**Given task 1**: Convert the rows about the paved road into a Markdown table with the columns Number and Row line, giving each non-blank line its own entry.

**Text excerpt**:
>> start

2881) Turks Know Better What Happened If Only Because They Know Both Sides Of The Story, Unlike . . .

. . us who know only our side. They have a better grasp of world history too if only because they ran an empire for six hundred years. Which means they speak a language that is accessible to other empires. All they have to say to the Americans is, “Armenians are our Indians,” and all Americans have to do is think: “What if in time of war when our very existence may well be in peril our ethnic minorities behave like the Armenians in the Ottoman Empire during World War I?” Which may also explain why the Soviets opposed all talk of Genocide recognition. . .

When our first foreign minister visited Ankara and mentioned the Genocide, the Turks said, “This man hates us. We can't negotiate with him.” Our president agreed and immediately replaced him. He understood that you can't call a man a murderer and a barbarian and expect him to behave like a civilized human being.

Were the Turks murderers and barbarians? Yes, of course. No doubt about that. Even the murder of a single innocent human being is an act of barbarism. But that's in civilian parlance which has nothing to do with the semantics of diplomacy.

If the Turks behaved like bloodthirsty barbarians, so did the rest of mankind before, during, and after our Tragedy. We cannot educate, reform, and persuade mankind into behaving like the civilizations they pretend to be. We can only deal with them in such a way as to defend and protect our interests. So far we have failed to do so perhaps because we are not as smart as we pretend to be.

Give a man the best education money can buy and a position of great responsibility and end up with an assh*le who thinks he deserves a fat bonus just for pulling his dick.
Some readers disagree with me not because they find my arguments defective but because they think I stand between them and their chances to achieve success.
There is a saying in Hollywood: “Success is relative, the closer the relative, the greater the success.”
If we think what we are are told to think, are we (brain)dead or alive? And if we are alive, is our life worth living?
When I hear someone use the word “culture” I immediately assume he means his particular brand of barbarism.
We say Naregatsi is our Dante and Shakespeare combined, but whereas Italian and English children can quote lines from Dante and Shakespeare, I have yet to hear a single Armenian boy or girl, or adult for that matter, quote a single solitary line by Naregatsi.
We brag about our culture but we prefer to speak about massacres, as if being massacred were a great achievement.
When your whole life is a big mistake, you hate like hell being accused of being fallible.

Education by indoctrination should be a criminal offense. The only reason it isn't is that everybody does it and no one seems to mind.
There is in all of us an infantile need to believe in lies and when no one deceives us, we deceive ourselves.

>> end

**Excerpted records**:
>> start

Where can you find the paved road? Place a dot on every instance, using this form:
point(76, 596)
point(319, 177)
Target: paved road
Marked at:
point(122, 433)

>> end

**Given task 2**: According to the essay, how did the president respond after the Turks objected to the first foreign minister?

**Correct answer 1**:
| Number | Row line |
|---|---|
| 1 | Where can you find the paved road? Place a dot on every instance, using this form: |
| 2 | point(76, 596) |
| 3 | point(319, 177) |
| 4 | Target: paved road |
| 5 | Marked at: |
| 6 | point(122, 433) |

**Correct answer 2**: The president agreed with them and immediately replaced the foreign minister.